■ Task details ■
Restate the material below word for word, from its first line to its last.

━━━━

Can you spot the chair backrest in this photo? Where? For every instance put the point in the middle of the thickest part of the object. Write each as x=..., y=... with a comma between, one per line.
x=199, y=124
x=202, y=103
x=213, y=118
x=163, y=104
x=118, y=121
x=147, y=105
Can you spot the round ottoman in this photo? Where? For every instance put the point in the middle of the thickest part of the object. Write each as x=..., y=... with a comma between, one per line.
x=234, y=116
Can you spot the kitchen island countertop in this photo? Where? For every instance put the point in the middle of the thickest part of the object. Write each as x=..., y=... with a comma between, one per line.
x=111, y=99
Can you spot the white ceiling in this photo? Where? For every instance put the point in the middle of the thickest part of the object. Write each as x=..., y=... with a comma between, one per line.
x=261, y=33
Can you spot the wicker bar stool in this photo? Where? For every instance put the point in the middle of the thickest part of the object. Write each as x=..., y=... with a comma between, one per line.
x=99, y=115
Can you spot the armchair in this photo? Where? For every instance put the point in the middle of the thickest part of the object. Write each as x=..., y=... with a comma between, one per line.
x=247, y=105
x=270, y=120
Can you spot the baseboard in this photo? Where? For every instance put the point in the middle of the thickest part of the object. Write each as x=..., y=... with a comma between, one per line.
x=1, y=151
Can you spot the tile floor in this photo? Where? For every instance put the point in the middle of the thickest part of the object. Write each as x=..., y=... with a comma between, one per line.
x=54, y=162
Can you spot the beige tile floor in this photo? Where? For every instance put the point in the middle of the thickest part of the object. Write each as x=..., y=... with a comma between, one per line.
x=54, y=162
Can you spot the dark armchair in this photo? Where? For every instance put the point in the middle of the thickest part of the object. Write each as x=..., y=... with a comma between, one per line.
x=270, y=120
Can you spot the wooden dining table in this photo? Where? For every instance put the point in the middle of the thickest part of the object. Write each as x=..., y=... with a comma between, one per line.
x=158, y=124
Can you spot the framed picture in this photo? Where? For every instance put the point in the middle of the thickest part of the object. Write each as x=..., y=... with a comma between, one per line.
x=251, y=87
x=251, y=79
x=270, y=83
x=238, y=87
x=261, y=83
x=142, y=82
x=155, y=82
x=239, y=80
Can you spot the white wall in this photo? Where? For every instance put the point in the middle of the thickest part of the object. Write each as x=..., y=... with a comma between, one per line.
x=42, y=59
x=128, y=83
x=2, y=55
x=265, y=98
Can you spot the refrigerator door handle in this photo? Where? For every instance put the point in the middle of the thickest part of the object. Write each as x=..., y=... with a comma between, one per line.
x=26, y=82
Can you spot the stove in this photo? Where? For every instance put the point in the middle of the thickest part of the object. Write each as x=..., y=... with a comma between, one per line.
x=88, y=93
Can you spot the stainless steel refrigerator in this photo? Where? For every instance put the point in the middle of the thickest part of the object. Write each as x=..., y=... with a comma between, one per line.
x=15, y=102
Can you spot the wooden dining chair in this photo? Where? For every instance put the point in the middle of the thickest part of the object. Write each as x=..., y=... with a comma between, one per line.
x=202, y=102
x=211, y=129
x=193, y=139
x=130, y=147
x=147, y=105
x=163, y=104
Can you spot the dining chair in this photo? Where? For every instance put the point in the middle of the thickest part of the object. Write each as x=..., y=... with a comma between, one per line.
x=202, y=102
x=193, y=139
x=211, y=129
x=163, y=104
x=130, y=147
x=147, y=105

━━━━

■ Task solution ■
Can you spot the chair backrest in this photo? Where? For every instance put the point in the middle of the thickest part of the object. Write each as x=..., y=... with a comma between, one per line.
x=199, y=124
x=202, y=103
x=213, y=118
x=163, y=104
x=118, y=121
x=147, y=105
Can you spot the round ottoman in this photo? Where? For every instance put the point in the middle of the thickest part of the object. Write each as x=..., y=... with a comma between, one per line.
x=234, y=116
Can you spot the kitchen island countertop in this photo? Where? For every instance put the point in the middle of the thickest part of the object. Write each as x=..., y=... with a comma between, one per line.
x=111, y=99
Can you spot the white ceiling in this photo? Where? For every instance put the point in the middle of the thickest part of the object. Write each as x=..., y=... with a comma between, one per line.
x=261, y=33
Can you spot the wicker bar stool in this photo? Where? For every instance put the point in the middle of the thickest part of the object. Write each as x=..., y=... with a comma between, one per line.
x=99, y=115
Can you spot the armchair in this photo? Where? For every instance put the point in the middle of the thickest part of the object. Write each as x=..., y=... with a comma between, one per line.
x=247, y=105
x=270, y=120
Can you spot the baseboard in this photo? Where? For every instance put the point in the middle of the thickest part of the object. Write each as x=..., y=... with a comma between, one per line.
x=1, y=151
Can you spot the tile floor in this photo? Where? For every instance put the point in the middle of the thickest part of the object. Write each as x=..., y=... with a comma between, one per line.
x=54, y=162
Can you spot the beige tile floor in this photo? Where? For every instance put the point in the middle of the thickest part of the object. Write each as x=..., y=... with a comma between, one per line.
x=54, y=162
Can you spot the dark armchair in this photo? Where? For every instance put the point in the middle of the thickest part of the object. Write each as x=..., y=... with a comma between, one per line.
x=270, y=120
Can you spot the wooden dining table in this photo? Where? For every instance put the point in the middle of the thickest part of the object. Write each as x=..., y=... with a comma between, one per line.
x=158, y=124
Can you spot the framed picture in this photo? Where? For every instance put the point in the middle of the thickest part of the object. Write each as x=..., y=... with a comma between, one per line.
x=251, y=87
x=251, y=79
x=270, y=83
x=238, y=87
x=261, y=83
x=142, y=82
x=155, y=82
x=239, y=80
Can you spot the white wall in this photo? Where? For every instance put the point in the middle of the thickest part of the object. Write each as x=..., y=... with a comma between, one per line.
x=42, y=59
x=128, y=83
x=2, y=55
x=265, y=98
Can you spot the refrigerator door handle in this photo? Where? For every instance put the point in the middle of the thickest part of the object. Write each as x=..., y=... with a comma between, one per line.
x=26, y=82
Can you spot the stove in this photo? Where? For every instance put the point in the middle of the thickest part of the object. Write each as x=..., y=... with a comma between, one per line.
x=88, y=93
Can you spot the stainless steel refrigerator in this photo? Where? For every instance put the point in the middle of the thickest part of the object. Write each as x=..., y=... with a comma between, one per line.
x=15, y=102
Can you spot the wooden dining chair in this photo? Where? For every instance put the point in the middle of the thickest part of the object. Write each as x=..., y=... with a comma between, one per line.
x=202, y=102
x=211, y=129
x=193, y=139
x=130, y=147
x=147, y=105
x=163, y=104
Can you spot the dining chair in this photo? Where? For every instance put the point in the middle of the thickest part of the object. Write each as x=..., y=... with a comma between, one per line.
x=202, y=102
x=193, y=139
x=211, y=129
x=163, y=104
x=130, y=147
x=147, y=105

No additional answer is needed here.